> [Work to be completed]:
Of the material below, the lines to be retyped are those from the line containing "Write each point like <point>781,913</point>." through the line containing "Write each point like <point>160,1043</point>.", inclusive; reproduce them exactly.

┏━━

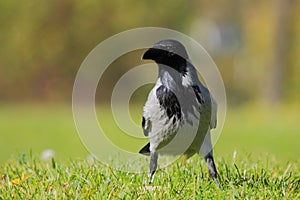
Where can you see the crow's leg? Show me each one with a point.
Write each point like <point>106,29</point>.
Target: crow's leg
<point>212,168</point>
<point>153,165</point>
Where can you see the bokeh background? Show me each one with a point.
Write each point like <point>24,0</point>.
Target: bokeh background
<point>255,44</point>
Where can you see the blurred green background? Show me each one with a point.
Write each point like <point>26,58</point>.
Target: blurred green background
<point>255,44</point>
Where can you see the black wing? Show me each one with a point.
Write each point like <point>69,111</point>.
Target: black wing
<point>169,102</point>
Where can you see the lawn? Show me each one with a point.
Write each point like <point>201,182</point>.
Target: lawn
<point>257,156</point>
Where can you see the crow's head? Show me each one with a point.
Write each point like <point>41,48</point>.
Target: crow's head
<point>168,52</point>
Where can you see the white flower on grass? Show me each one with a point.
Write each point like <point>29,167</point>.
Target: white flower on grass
<point>47,154</point>
<point>90,158</point>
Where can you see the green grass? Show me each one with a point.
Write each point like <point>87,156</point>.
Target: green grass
<point>265,166</point>
<point>241,178</point>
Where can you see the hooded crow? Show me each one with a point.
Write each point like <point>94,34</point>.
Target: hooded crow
<point>179,112</point>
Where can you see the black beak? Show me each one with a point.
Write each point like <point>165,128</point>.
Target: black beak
<point>151,54</point>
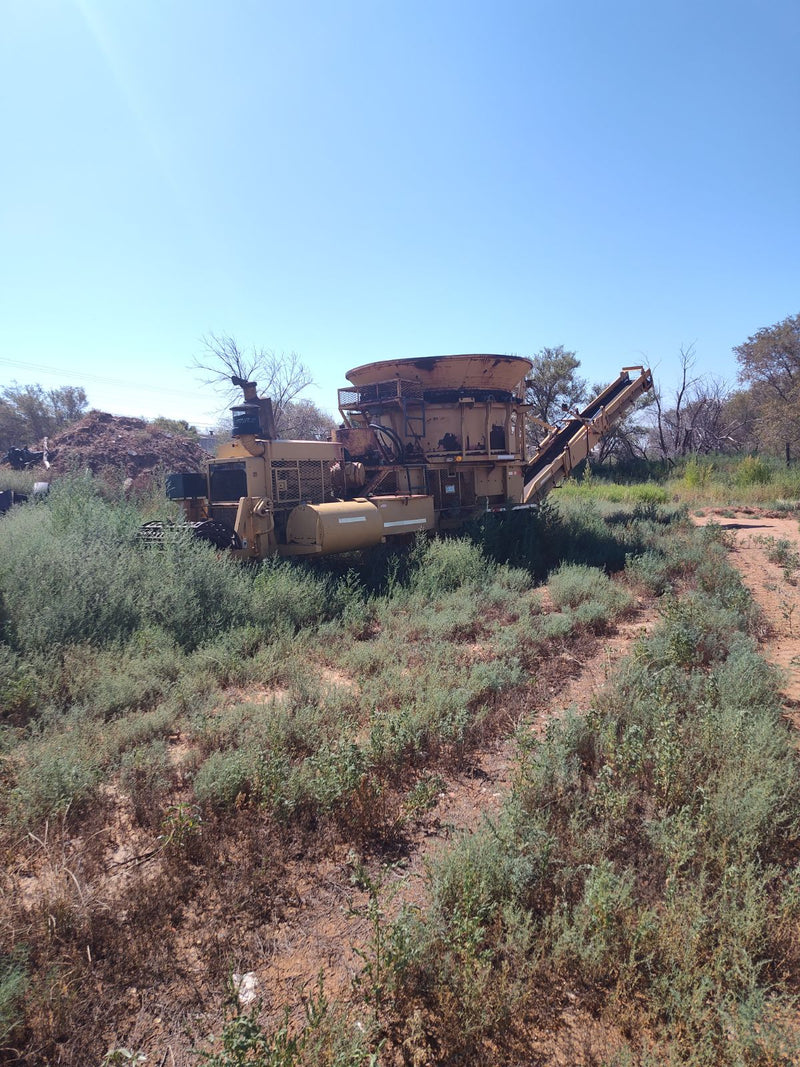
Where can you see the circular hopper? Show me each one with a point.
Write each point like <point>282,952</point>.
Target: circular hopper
<point>480,371</point>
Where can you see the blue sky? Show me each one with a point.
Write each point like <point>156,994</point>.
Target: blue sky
<point>364,180</point>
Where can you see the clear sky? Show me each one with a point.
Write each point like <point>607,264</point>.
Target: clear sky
<point>382,178</point>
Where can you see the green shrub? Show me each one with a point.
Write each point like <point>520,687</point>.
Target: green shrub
<point>223,777</point>
<point>74,570</point>
<point>445,564</point>
<point>13,984</point>
<point>752,471</point>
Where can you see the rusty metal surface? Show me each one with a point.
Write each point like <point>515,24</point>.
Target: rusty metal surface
<point>478,371</point>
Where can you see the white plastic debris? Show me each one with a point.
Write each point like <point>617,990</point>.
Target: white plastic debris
<point>245,986</point>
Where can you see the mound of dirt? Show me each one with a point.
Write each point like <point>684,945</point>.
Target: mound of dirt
<point>129,447</point>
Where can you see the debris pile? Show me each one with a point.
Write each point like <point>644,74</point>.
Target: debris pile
<point>122,448</point>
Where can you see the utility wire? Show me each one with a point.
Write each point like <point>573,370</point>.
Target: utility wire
<point>99,379</point>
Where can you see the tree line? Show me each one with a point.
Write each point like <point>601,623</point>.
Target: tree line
<point>701,415</point>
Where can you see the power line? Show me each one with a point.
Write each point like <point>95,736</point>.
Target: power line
<point>101,380</point>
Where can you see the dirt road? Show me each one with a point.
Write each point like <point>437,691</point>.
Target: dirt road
<point>766,552</point>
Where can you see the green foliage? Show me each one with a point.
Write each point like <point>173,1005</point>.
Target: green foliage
<point>697,473</point>
<point>443,566</point>
<point>646,853</point>
<point>28,413</point>
<point>752,471</point>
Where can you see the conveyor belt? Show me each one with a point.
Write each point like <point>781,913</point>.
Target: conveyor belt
<point>565,447</point>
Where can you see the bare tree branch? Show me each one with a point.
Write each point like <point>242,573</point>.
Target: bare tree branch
<point>282,378</point>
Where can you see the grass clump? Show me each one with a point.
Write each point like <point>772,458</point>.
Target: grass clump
<point>645,858</point>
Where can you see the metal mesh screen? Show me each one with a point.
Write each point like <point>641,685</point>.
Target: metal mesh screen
<point>296,481</point>
<point>354,399</point>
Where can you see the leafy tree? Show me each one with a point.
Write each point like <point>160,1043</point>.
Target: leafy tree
<point>627,439</point>
<point>698,417</point>
<point>554,385</point>
<point>769,362</point>
<point>28,413</point>
<point>282,378</point>
<point>177,426</point>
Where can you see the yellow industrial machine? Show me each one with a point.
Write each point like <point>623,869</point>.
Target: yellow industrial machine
<point>424,445</point>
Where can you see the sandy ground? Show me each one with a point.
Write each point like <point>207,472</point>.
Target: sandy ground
<point>774,587</point>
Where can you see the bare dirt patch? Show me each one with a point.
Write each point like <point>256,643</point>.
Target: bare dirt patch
<point>754,536</point>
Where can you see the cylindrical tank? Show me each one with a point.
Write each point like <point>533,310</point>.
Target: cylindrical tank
<point>338,526</point>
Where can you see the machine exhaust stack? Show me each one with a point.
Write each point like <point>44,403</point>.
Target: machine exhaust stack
<point>425,445</point>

┗━━

> [Answer to this exercise]:
Write each point like <point>781,913</point>.
Target: conveyor belt
<point>565,447</point>
Where can you see the bare tree branch? Show me each one with a point.
Write each point like <point>242,573</point>.
Target: bare tree branch
<point>282,378</point>
Where can you see the grass clump? Show me each one with a point.
Write each point like <point>772,458</point>.
Target: grass clump
<point>645,858</point>
Where can you see the metal mesh screen? Show me each one with a point.
Write each point like <point>641,685</point>.
Target: metal mesh screen
<point>296,481</point>
<point>354,399</point>
Where can you see the leafy tree? Show me each one with a point.
Write each point like <point>160,1043</point>.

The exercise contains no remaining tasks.